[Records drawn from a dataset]
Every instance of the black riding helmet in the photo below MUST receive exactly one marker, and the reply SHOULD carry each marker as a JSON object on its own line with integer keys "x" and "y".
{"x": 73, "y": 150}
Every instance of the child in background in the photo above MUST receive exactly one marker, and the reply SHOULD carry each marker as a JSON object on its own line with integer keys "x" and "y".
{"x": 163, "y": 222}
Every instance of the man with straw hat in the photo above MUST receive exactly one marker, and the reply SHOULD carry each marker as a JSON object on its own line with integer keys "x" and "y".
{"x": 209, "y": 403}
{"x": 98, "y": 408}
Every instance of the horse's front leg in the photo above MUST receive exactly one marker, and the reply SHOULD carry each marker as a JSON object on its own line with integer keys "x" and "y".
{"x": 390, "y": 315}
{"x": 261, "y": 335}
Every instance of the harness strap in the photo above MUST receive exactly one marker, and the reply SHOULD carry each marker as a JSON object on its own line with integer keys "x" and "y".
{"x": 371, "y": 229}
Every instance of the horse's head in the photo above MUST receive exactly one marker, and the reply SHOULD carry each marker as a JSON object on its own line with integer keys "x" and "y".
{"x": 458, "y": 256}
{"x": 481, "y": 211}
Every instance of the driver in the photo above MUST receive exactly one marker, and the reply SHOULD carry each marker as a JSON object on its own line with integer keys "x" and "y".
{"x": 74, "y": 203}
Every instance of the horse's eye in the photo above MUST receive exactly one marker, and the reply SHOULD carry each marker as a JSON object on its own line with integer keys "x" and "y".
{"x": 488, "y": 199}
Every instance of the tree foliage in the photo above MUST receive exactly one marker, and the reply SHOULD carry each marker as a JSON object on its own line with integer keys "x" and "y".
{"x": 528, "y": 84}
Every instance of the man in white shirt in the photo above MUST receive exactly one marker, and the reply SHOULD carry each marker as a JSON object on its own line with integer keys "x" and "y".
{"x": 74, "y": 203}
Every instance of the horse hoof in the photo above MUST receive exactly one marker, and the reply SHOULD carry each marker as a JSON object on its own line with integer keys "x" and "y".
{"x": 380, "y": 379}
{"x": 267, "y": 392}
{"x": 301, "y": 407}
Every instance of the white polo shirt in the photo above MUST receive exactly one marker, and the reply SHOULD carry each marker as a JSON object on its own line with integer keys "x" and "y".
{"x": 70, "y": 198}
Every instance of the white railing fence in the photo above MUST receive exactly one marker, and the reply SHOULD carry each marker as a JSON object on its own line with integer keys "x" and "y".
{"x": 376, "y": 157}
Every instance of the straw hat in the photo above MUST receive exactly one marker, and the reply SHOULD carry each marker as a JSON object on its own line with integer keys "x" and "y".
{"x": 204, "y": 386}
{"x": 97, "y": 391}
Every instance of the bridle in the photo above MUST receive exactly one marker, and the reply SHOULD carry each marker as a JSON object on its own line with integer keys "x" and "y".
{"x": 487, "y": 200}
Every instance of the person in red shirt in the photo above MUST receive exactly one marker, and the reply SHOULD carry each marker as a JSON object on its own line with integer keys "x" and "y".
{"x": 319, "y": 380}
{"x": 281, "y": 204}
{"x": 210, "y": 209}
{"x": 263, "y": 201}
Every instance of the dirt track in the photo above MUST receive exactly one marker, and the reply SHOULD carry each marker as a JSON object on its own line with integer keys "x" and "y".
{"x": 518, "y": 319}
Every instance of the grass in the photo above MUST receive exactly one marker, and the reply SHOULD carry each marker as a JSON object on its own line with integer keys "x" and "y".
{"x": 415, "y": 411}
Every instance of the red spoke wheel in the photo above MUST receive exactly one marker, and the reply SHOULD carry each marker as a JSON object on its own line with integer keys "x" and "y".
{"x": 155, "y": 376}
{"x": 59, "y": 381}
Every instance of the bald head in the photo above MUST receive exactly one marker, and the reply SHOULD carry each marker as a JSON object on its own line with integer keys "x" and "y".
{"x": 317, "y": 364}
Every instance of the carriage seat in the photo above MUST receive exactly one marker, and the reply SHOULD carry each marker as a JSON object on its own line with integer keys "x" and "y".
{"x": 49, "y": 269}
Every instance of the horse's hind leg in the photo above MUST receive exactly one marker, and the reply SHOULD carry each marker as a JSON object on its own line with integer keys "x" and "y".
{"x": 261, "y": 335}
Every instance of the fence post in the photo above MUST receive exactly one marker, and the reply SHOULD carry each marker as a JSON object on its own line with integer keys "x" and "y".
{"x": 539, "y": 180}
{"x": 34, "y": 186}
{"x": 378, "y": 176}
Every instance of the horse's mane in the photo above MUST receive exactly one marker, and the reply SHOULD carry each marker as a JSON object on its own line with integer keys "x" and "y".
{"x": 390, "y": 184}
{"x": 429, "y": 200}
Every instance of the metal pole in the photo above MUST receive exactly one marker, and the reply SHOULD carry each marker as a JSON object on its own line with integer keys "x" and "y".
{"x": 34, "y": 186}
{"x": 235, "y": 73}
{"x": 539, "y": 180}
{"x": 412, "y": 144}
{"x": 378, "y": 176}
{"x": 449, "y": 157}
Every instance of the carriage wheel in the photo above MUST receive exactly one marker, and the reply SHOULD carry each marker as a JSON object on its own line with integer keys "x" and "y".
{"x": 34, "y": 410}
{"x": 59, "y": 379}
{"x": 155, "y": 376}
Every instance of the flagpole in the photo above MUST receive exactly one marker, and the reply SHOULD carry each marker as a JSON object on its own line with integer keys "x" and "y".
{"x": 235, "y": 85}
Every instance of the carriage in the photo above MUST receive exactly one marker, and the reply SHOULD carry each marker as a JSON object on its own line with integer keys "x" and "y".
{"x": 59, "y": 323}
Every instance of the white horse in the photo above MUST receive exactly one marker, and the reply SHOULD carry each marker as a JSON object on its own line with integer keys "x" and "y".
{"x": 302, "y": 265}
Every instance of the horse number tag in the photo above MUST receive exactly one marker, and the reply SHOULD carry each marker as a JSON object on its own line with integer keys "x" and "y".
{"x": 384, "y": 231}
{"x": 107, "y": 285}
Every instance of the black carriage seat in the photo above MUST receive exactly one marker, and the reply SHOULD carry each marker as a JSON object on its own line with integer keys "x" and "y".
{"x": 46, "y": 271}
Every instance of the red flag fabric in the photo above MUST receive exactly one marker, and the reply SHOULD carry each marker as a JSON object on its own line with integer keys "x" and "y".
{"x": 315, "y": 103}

* [TRY IT]:
Please write out every line of the data exactly.

* [ANSWER SPACE]:
Every instance of the black riding helmet in the photo below MUST receive exactly one marker, and the reply SHOULD carry each marker as a JSON object on its own line with integer keys "x" and "y".
{"x": 73, "y": 150}
Every instance of the child in background in the photo above MUST receive exactly one marker, and the reply SHOULD carry each marker as a JSON object on its own line with integer keys "x" and "y".
{"x": 163, "y": 222}
Every instance of the man with straw hat in the photo above MUST receive exactly one marker, and the reply SHOULD carry each marker as a JSON object on its own line with integer keys "x" and "y".
{"x": 209, "y": 403}
{"x": 98, "y": 408}
Every instance of the horse's front leg in the photo above MUST receive exactly one marker, and the reply SHOULD carry each marker as a JSON object on its own line with integer keys "x" and "y".
{"x": 390, "y": 315}
{"x": 261, "y": 335}
Every instance of the harness strap in the photo above MUST receive exactly one marker, and the reply SHOULD carry each marker as a JSON object on its own line with integer keys "x" and "y".
{"x": 371, "y": 229}
Every instance of the horse's head in the photo above MUST receive exactly one marker, and the reply SHOULD carry each marker as a JSON object on its own line with integer keys "x" and "y".
{"x": 458, "y": 256}
{"x": 481, "y": 211}
Every instance of the driver in the photo above MUST receive exactly one marker, and the reply SHOULD carry each marker as a JSON object on its own line with integer keys "x" and "y".
{"x": 74, "y": 203}
Every instance of the horse's eye in the photo above MUST receive exactly one marker, and the reply SHOULD carry each marker as a JSON object on its own line with integer keys "x" and "y".
{"x": 488, "y": 199}
Every instance of the tree foliage in the photo above MUST receive exactly one marker, and the reply SHOULD carry each marker as a JSON object on its own line with integer keys "x" and "y".
{"x": 528, "y": 84}
Every instance of the man in white shirt in the photo above MUST receive exactly one marker, and the reply SHOULD carry each marker as a JSON object on its own line with integer keys "x" and "y".
{"x": 74, "y": 203}
Every instance of the horse hoof in the photo above MUST receive exactly one marker, and the reply SHOULD carry each marker as a JSON object on its own line with integer keys "x" and "y".
{"x": 380, "y": 379}
{"x": 267, "y": 392}
{"x": 301, "y": 407}
Every instance of the white polo shirt in the photo above MUST receive exactly one marker, and the reply SHOULD carry each marker as a JSON object on its own line with integer keys "x" and "y".
{"x": 70, "y": 198}
Every instance of the white railing fence in the photo above MUST receive exactly one marker, and the reply SHOULD carry each marker as a JSON object on its own line with integer keys "x" and "y".
{"x": 376, "y": 157}
Every instance of the straw hat in the photo above MUST receive exactly one marker, and the reply SHOULD carry each marker as a JSON object on its own line with integer keys "x" and "y".
{"x": 204, "y": 386}
{"x": 97, "y": 391}
Every instance of the bridle in the photo above MUST receive exactly one marker, and the reply SHOULD carry each marker as a JSON object on its own line with integer keys "x" and "y".
{"x": 487, "y": 200}
Every instance of the person in red shirt in the photo above MUST receive exactly one marker, and the reply SHOULD carry each marker as a JSON object on its own line with integer keys "x" and "y".
{"x": 319, "y": 380}
{"x": 281, "y": 204}
{"x": 210, "y": 209}
{"x": 263, "y": 201}
Every instance of the dirt track in the photo above MUST receive exactly one marker, and the reply SHOULD carry each marker as a JSON object on its own line with integer keys "x" and "y".
{"x": 518, "y": 319}
Every instance of the grass in the photo above MUST receive exactly one marker, and the reply SHOULD carry each marker as a JSON object on its own line with integer keys "x" and "y".
{"x": 415, "y": 411}
Every instance of the red spoke wheel in the photo above MUST receive exactly one marker, and the reply SHOULD carry each marker as a JSON object on its own line with integer keys "x" and "y".
{"x": 155, "y": 376}
{"x": 59, "y": 381}
Every instance of the bald head in the photo above MUST receive exactly one marker, and the reply SHOULD carry each marker as a JSON object on its own line with integer keys "x" and "y".
{"x": 317, "y": 364}
Every instance of the carriage seat in the photo above MUST receive exactly one marker, and the reply SHOULD carry each marker as a JSON object on its own line with integer keys "x" and "y".
{"x": 49, "y": 269}
Every instance of the horse's hind leg in the photo above MUST receive exactly one marker, and the reply SHOULD carry each marker as a JSON object on its own line with integer keys "x" and "y".
{"x": 261, "y": 335}
Every instance of the fence post in the photo above MUST receive exactly one marker, and the reply SHOULD carry each marker as a JSON object on its own line with integer keys "x" and "y".
{"x": 539, "y": 180}
{"x": 34, "y": 186}
{"x": 378, "y": 176}
Every instance of the horse's mane in the photo above MUST receive exactly one marker, and the reply SHOULD carry each marker as a JSON object on its own line with integer keys "x" and "y".
{"x": 390, "y": 184}
{"x": 429, "y": 200}
Every instance of the metal pole in the photo above MUST receive exactly one marker, and the reply SHOULD carry each marker as a JSON object on its own line with integer keys "x" and "y".
{"x": 34, "y": 186}
{"x": 235, "y": 73}
{"x": 539, "y": 180}
{"x": 412, "y": 144}
{"x": 378, "y": 176}
{"x": 449, "y": 157}
Every instance of the carriage wheel in the photo above MUST receive exactly one marker, and the reply SHOULD carry each marker as a JSON object on its own line with integer keys "x" and "y".
{"x": 34, "y": 410}
{"x": 59, "y": 379}
{"x": 155, "y": 376}
Every instance of the flagpole in the photo above MUST receive exactly one marker, and the reply SHOULD carry each marker as a JSON object on its own line with integer keys "x" and "y".
{"x": 235, "y": 85}
Every instance of the carriage in the photo above MUST receive exactly one marker, and the reply SHOULD carry each marker as a JSON object on its own line with integer keys "x" and "y".
{"x": 59, "y": 323}
Every instance of the white horse in the photo above MUST receive exactly one marker, and the reply SHOULD carry each marker as a JSON object on its own line with integer keys "x" and "y".
{"x": 302, "y": 265}
Every instance of the horse number tag in the photo above MUST receive exactly one marker, and the reply SHOULD carry each marker as a JSON object on its own line with integer keys "x" and "y".
{"x": 384, "y": 231}
{"x": 107, "y": 285}
Every instance of the black carriage seat in the photo above MUST receive exactly one marker, and the reply SHOULD carry each marker as a JSON object on its own line with integer keys "x" and "y".
{"x": 46, "y": 271}
Every instance of the red flag fabric in the photo above MUST receive exactly one marker, and the reply SHOULD carry each marker as a JSON object on its own line with integer keys "x" and "y".
{"x": 315, "y": 103}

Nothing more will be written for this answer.